═══ Records for processing ═══

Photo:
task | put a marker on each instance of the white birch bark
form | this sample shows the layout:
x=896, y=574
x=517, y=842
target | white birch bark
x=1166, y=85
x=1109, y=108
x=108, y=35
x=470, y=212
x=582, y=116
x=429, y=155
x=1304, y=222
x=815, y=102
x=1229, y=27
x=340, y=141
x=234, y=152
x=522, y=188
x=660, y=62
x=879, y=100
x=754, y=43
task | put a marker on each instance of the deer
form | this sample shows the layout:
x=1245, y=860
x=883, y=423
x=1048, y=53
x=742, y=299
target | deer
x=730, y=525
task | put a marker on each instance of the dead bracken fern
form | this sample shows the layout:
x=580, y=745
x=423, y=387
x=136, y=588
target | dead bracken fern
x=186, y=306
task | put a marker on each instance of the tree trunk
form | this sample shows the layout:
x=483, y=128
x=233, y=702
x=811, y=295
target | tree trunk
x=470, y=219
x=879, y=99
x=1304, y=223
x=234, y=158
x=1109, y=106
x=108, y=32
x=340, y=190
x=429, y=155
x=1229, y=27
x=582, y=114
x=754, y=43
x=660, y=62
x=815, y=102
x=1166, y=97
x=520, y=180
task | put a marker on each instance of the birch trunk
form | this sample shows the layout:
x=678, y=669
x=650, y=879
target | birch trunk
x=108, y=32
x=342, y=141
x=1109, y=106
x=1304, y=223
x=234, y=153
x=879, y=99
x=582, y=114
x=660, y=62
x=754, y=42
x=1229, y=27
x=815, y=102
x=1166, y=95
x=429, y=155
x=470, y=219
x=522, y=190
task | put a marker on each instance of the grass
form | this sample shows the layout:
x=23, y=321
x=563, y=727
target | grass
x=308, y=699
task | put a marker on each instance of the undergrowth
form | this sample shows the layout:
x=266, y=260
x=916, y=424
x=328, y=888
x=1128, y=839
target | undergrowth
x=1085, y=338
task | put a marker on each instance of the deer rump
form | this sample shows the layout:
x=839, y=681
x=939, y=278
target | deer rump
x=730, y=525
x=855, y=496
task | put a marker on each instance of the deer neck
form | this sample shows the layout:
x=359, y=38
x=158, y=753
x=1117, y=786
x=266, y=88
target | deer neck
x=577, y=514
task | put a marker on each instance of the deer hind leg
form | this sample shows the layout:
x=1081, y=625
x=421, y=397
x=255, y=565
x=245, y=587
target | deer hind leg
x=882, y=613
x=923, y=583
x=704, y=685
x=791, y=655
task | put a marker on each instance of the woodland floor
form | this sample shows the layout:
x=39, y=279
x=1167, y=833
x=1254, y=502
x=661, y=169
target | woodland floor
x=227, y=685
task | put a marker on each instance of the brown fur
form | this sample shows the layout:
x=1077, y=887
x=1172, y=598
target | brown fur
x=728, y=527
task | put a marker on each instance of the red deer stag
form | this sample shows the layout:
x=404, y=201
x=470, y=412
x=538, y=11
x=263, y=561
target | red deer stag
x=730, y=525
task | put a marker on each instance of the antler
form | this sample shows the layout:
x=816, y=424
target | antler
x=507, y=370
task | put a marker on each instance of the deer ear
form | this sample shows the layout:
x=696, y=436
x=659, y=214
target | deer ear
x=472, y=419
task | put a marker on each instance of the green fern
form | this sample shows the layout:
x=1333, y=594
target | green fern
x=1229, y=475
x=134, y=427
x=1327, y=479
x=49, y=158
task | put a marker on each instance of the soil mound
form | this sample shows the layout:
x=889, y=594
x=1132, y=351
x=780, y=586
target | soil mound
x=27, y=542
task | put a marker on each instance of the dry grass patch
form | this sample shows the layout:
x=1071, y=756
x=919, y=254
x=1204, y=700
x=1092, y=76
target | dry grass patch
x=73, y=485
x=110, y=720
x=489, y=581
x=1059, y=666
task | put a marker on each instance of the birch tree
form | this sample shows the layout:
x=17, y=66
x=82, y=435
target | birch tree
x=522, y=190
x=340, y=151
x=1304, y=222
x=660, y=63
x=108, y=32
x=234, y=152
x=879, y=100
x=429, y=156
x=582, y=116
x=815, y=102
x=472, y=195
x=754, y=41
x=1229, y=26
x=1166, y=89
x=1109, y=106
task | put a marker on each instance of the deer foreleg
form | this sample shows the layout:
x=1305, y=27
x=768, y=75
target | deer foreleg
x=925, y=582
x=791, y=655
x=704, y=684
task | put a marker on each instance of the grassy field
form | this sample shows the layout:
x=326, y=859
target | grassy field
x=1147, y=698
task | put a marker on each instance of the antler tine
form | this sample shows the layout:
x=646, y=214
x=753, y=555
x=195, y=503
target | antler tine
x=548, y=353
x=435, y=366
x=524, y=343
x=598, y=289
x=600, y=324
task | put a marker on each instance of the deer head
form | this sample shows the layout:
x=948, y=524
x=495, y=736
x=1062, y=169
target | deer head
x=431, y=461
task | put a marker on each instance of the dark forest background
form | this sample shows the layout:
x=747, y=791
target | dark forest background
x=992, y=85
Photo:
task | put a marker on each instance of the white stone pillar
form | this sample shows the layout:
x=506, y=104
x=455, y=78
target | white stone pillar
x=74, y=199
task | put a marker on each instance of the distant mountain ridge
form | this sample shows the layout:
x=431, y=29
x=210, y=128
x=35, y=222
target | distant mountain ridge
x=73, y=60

═══

### [Goal]
Return all of the rows above verbatim, without changing any line.

### [Response]
Photo:
task | put a marker on each instance of the white birch bark
form | this sample shows the layout:
x=896, y=574
x=517, y=842
target | white birch bark
x=1166, y=85
x=1109, y=108
x=108, y=35
x=470, y=212
x=582, y=116
x=429, y=155
x=1304, y=222
x=815, y=102
x=1229, y=27
x=340, y=141
x=234, y=152
x=522, y=188
x=660, y=62
x=879, y=100
x=754, y=43
task | put a marker on each instance of the deer
form | this sample shows the layout:
x=1245, y=860
x=883, y=423
x=1048, y=53
x=742, y=299
target | deer
x=730, y=525
task | put a marker on each instance of the dead bracken fern
form | this sample shows the layout:
x=580, y=745
x=423, y=387
x=136, y=588
target | dead bracken fern
x=186, y=306
task | put a marker on each instance of the tree trunk
form | this sample shows the layout:
x=483, y=128
x=233, y=702
x=811, y=295
target | tree trunk
x=470, y=219
x=879, y=99
x=1304, y=223
x=234, y=158
x=1109, y=106
x=108, y=32
x=340, y=190
x=429, y=155
x=1229, y=27
x=582, y=114
x=754, y=43
x=660, y=62
x=815, y=102
x=1166, y=97
x=520, y=180
task | put a marker on each instance of the birch trunk
form | this sample shows the layout:
x=678, y=669
x=650, y=879
target | birch trunk
x=108, y=32
x=342, y=141
x=1109, y=106
x=1304, y=223
x=234, y=153
x=879, y=99
x=582, y=114
x=660, y=62
x=754, y=42
x=1229, y=27
x=815, y=102
x=1166, y=95
x=429, y=155
x=470, y=219
x=522, y=190
task | put a marker on each instance of the grass
form | this sample shows the layout:
x=23, y=321
x=563, y=727
target | grass
x=308, y=699
task | put a marker on each instance of the undergrowth
form | this sample shows the layout:
x=266, y=260
x=916, y=424
x=328, y=888
x=1128, y=839
target | undergrowth
x=1085, y=338
task | put a marker on each instance of the deer rump
form | this sample shows the layout:
x=839, y=681
x=939, y=278
target | deer rump
x=730, y=525
x=855, y=496
task | put a marker on each instance of the deer neck
form | this sample shows the layout:
x=359, y=38
x=158, y=753
x=1117, y=786
x=266, y=88
target | deer neck
x=577, y=514
task | put a marker on each instance of the deer hind leg
form | this sample shows the layout:
x=1081, y=625
x=421, y=397
x=255, y=565
x=245, y=587
target | deer hind leg
x=882, y=613
x=923, y=583
x=704, y=685
x=791, y=655
task | put a marker on each instance of the woodland floor
form | this sample shows the layout:
x=39, y=279
x=1167, y=833
x=1254, y=502
x=661, y=169
target | woodland floor
x=227, y=685
task | put a marker on each instance of the brown fur
form | this sample shows the layout:
x=1077, y=887
x=1172, y=598
target | brown fur
x=728, y=527
task | put a marker on each instance of the red deer stag
form | this sample shows the layout:
x=404, y=201
x=470, y=412
x=538, y=11
x=263, y=561
target | red deer stag
x=730, y=525
task | put a marker on each instance of the antler
form | this sample shows the layout:
x=816, y=424
target | antler
x=507, y=370
task | put a marker on each instance of the deer ear
form | this sample shows the layout:
x=696, y=436
x=659, y=214
target | deer ear
x=472, y=419
task | put a marker on each instance of the green fern
form | this sample shows the layout:
x=1333, y=594
target | green fern
x=1229, y=475
x=134, y=427
x=1327, y=479
x=49, y=158
task | put a marker on each instance of the soil mound
form | this sample shows the layout:
x=889, y=594
x=1132, y=351
x=780, y=586
target | soil mound
x=27, y=542
task | put a marker on each instance of the dry grass patch
form | this sample shows the layout:
x=1071, y=756
x=919, y=254
x=1204, y=700
x=1092, y=76
target | dry grass patch
x=73, y=485
x=110, y=720
x=489, y=581
x=1059, y=666
task | put a marker on each instance of the birch tree
form | this sample shows the layout:
x=17, y=66
x=82, y=435
target | birch tree
x=522, y=190
x=340, y=151
x=1304, y=222
x=660, y=63
x=108, y=32
x=234, y=152
x=879, y=100
x=429, y=156
x=582, y=116
x=815, y=102
x=472, y=195
x=754, y=41
x=1229, y=26
x=1166, y=89
x=1109, y=106
task | put a marker on each instance of the deer foreleg
form | this sample shows the layout:
x=1305, y=27
x=768, y=75
target | deer foreleg
x=925, y=582
x=791, y=655
x=704, y=684
task | put a marker on each instance of the grassy field
form | this sample shows the layout:
x=326, y=859
target | grassy field
x=1147, y=698
task | put a marker on each instance of the antler tine
form | this sample shows the layout:
x=646, y=214
x=753, y=555
x=195, y=503
target | antler tine
x=548, y=353
x=435, y=366
x=524, y=343
x=598, y=289
x=600, y=324
task | put a marker on each instance of the deer head
form | this sample shows the layout:
x=948, y=524
x=495, y=736
x=1062, y=169
target | deer head
x=431, y=461
task | put a marker on each instance of the dark forest background
form | this sample shows the layout:
x=747, y=791
target | dark forest background
x=992, y=85
Photo:
task | put a marker on each instance of the white stone pillar
form | this sample shows the layout:
x=506, y=104
x=455, y=78
target | white stone pillar
x=74, y=199
task | put a marker on each instance of the distant mountain ridge
form | this sample shows the layout:
x=431, y=29
x=210, y=128
x=35, y=222
target | distant mountain ridge
x=73, y=60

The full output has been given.